*** PASSAGE TO READ

In an 11 July New York Times op-ed, Princeton Plasma Physics Laboratory director Steward C. Prager predicts nuclear fusion “will transform the world’s energy supply.”

However, he writes, making fusion a reality “will take significant investment from the government at a time when spending on scientific research is under threat.” He offers a “rough estimate ... that it would take $30 billion and 20 years to go from the current state of research to the first working fusion reactor,” but argues that “in perspective, that sum is equal to about a week of domestic energy consumption, or about 2 percent of the annual energy expenditure of $1.5 trillion.”

Prager summarizes the fusion process and its potential benefits, and then reports what he calls the “catch": the “development of fusion energy is one of the most difficult science and engineering challenges ever undertaken,” requiring, among other things, the “production and confinement of a hot gas—a plasma—with a temperature around 100 million degrees Celsius.” As emerging “potential solutions to these daunting technical challenges,” he mentions magnetic fusion and a “second approach [that] resembles an internal combustion engine, with multiple mini-explosions (about five per second).”

******
*** INFORMATION GIVEN

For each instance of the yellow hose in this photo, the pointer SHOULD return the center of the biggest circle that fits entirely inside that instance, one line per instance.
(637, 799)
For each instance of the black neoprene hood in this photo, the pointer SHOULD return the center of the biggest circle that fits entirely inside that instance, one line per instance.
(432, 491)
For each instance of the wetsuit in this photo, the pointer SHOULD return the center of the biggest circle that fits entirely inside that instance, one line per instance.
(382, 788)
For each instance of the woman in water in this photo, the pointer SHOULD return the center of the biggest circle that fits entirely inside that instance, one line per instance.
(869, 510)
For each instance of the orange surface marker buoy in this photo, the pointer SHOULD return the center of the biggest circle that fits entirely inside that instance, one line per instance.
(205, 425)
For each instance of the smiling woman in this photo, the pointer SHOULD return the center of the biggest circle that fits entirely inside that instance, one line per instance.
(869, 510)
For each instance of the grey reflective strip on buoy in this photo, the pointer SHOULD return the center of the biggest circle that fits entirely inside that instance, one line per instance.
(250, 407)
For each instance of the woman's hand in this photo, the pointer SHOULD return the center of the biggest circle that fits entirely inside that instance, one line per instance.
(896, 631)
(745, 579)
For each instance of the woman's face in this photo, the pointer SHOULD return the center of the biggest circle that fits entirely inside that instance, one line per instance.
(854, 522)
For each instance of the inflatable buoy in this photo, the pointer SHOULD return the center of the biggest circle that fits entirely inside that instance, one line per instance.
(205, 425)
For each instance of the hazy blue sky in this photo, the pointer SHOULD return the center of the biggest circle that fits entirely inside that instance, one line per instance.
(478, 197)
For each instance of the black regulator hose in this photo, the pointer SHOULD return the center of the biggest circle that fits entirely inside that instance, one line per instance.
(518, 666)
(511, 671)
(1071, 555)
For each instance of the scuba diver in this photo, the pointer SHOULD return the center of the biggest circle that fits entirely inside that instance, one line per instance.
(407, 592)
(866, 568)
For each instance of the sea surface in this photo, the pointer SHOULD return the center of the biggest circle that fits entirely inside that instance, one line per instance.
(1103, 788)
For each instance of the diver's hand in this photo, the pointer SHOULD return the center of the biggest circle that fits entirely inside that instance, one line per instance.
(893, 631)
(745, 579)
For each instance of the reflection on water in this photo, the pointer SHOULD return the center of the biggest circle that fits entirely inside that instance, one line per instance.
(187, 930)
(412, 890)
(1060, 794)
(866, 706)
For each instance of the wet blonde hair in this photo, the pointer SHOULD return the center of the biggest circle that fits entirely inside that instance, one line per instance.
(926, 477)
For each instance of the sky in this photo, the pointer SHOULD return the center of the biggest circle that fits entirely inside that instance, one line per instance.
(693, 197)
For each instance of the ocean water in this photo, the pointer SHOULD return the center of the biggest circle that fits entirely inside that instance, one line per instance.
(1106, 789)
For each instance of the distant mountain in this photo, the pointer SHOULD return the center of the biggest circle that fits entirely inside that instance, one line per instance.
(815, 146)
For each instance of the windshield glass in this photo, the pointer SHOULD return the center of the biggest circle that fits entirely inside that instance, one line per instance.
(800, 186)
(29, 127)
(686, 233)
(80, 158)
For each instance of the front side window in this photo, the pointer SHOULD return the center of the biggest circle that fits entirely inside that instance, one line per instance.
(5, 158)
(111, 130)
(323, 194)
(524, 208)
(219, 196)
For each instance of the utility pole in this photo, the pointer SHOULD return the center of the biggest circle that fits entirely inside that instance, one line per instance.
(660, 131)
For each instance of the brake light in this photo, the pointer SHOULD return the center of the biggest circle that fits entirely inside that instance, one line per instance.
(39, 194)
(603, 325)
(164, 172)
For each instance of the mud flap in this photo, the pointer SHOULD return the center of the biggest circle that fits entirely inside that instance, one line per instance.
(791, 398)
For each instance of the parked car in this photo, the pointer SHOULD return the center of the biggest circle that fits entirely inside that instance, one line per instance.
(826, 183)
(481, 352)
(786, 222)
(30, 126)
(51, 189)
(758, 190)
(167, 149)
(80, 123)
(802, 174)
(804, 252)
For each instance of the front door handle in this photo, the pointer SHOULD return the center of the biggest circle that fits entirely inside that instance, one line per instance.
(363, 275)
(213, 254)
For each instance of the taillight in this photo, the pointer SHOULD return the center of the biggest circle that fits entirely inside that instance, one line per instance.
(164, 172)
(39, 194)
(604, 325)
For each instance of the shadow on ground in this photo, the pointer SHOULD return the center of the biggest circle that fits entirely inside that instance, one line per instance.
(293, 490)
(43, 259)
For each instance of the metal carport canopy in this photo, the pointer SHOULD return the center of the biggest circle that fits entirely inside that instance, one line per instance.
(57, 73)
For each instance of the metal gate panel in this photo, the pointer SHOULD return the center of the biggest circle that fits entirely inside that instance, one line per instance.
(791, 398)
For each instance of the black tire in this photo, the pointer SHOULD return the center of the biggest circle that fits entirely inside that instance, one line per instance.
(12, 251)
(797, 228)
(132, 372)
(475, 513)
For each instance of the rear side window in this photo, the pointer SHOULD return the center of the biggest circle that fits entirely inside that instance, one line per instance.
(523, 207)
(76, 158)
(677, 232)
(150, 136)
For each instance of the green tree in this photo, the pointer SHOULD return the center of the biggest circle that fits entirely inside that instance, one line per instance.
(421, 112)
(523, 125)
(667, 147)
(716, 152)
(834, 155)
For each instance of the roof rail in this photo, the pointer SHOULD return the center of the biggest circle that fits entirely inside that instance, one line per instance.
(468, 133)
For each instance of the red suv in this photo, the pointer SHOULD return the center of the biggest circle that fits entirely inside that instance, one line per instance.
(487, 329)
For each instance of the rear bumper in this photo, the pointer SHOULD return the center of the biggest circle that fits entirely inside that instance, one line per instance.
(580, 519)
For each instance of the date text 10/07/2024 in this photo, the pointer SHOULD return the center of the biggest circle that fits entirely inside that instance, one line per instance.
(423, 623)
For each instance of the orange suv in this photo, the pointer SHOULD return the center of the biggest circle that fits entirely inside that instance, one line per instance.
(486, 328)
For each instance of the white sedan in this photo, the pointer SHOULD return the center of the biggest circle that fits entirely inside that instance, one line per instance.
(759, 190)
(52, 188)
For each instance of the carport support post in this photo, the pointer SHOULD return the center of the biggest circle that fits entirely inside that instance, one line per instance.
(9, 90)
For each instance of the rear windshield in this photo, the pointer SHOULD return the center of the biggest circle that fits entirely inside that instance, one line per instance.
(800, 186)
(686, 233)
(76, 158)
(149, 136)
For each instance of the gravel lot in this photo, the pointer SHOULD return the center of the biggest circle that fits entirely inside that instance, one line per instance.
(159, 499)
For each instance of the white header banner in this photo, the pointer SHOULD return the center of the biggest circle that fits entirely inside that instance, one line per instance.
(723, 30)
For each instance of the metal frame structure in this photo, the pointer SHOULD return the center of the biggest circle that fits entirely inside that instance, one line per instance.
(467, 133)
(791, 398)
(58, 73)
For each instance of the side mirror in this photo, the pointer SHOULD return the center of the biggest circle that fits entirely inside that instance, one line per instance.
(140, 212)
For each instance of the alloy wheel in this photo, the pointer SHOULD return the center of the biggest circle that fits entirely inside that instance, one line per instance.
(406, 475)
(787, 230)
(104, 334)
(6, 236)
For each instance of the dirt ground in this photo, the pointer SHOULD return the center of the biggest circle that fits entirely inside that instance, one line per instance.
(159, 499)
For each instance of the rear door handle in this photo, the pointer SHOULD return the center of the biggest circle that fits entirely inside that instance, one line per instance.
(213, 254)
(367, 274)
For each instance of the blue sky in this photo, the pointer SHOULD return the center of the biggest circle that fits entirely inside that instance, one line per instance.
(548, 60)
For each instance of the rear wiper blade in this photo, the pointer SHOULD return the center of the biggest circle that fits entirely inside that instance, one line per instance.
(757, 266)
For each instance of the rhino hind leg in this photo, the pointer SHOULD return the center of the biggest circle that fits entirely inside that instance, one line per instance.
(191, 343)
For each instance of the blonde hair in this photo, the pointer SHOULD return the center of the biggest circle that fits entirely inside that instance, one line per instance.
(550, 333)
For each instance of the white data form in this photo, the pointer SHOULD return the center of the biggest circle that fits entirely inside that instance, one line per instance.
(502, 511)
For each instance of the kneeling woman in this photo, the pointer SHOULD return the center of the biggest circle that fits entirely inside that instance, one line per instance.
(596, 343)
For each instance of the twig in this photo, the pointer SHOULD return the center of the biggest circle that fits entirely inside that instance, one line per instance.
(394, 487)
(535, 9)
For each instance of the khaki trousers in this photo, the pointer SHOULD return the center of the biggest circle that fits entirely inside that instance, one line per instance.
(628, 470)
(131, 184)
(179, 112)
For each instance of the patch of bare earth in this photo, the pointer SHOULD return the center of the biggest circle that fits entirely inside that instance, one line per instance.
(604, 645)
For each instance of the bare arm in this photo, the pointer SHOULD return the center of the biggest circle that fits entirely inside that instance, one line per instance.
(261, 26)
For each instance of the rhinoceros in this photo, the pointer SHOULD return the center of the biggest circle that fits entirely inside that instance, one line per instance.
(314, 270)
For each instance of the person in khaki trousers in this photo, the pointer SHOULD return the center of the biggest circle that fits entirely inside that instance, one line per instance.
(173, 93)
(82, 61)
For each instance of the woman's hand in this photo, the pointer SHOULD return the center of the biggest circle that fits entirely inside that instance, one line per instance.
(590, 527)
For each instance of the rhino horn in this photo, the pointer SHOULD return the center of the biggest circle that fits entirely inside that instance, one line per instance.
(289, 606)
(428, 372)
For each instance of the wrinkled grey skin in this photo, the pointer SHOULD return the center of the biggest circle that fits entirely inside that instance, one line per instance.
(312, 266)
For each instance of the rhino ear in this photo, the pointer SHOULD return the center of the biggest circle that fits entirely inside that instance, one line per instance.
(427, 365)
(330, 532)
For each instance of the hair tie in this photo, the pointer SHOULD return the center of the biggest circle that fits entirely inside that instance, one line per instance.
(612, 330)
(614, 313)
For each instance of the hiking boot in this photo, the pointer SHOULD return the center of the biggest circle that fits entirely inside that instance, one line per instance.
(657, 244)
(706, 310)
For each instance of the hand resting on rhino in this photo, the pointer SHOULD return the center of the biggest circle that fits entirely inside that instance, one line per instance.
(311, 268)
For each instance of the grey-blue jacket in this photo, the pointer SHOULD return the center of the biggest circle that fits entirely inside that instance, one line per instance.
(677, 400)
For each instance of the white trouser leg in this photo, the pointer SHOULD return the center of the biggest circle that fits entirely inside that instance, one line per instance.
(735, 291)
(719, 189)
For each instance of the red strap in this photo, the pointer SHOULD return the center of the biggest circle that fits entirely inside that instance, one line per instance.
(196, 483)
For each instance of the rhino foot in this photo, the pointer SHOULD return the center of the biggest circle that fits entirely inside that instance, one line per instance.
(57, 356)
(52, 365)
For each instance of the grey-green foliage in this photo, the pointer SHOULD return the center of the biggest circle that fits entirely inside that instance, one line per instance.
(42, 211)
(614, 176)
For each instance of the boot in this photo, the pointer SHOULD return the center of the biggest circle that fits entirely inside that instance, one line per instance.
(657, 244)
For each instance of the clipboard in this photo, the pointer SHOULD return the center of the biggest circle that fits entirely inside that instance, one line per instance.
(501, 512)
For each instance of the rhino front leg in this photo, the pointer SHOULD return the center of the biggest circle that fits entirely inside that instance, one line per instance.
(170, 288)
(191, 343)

******

- PROBLEMS TO SOLVE
(a) In the passage on the fusion op-ed, what temperature must the plasma reach?
(b) Please summarize the passage on the fusion op-ed in two sentences.
(c) Carry on with the passage on the fusion op-ed from its last sentence.

- EXPECTED RESULTS
(a) Around 100 million degrees Celsius.

(b) In a New York Times op-ed, Princeton Plasma Physics Laboratory director Steward C. Prager predicts that fusion will transform the world's energy supply, though he estimates it would take $30 billion and 20 years of government investment to reach the first working reactor, a sum he compares to about a week of domestic energy consumption. He calls fusion one of the hardest science and engineering challenges ever attempted, since it requires producing and confining a plasma at around 100 million degrees Celsius, and he names magnetic fusion and an approach using multiple mini-explosions as emerging potential solutions.

(c)
He continues:

Once a poorly understood area of research, plasma physics has become highly developed. Scientists not only produce 100 million-degree plasmas routinely, but they control and manipulate such “small suns” with remarkable finesse. Since 1970 the power produced by magnetic fusion in the lab has grown from one-tenth of a watt, produced for a fraction of a second, to 16 million watts produced for one second—a billionfold increase in fusion energy.

He goes on to explain the ITER project of the European Union, China, India, Japan, Russia, South Korea, and the US. But thanks to the connotative toxicity of the word thermonuclear, no doubt, he leaves Times readers uninformed about that name’s origin: International Thermonuclear Experimental Reactor.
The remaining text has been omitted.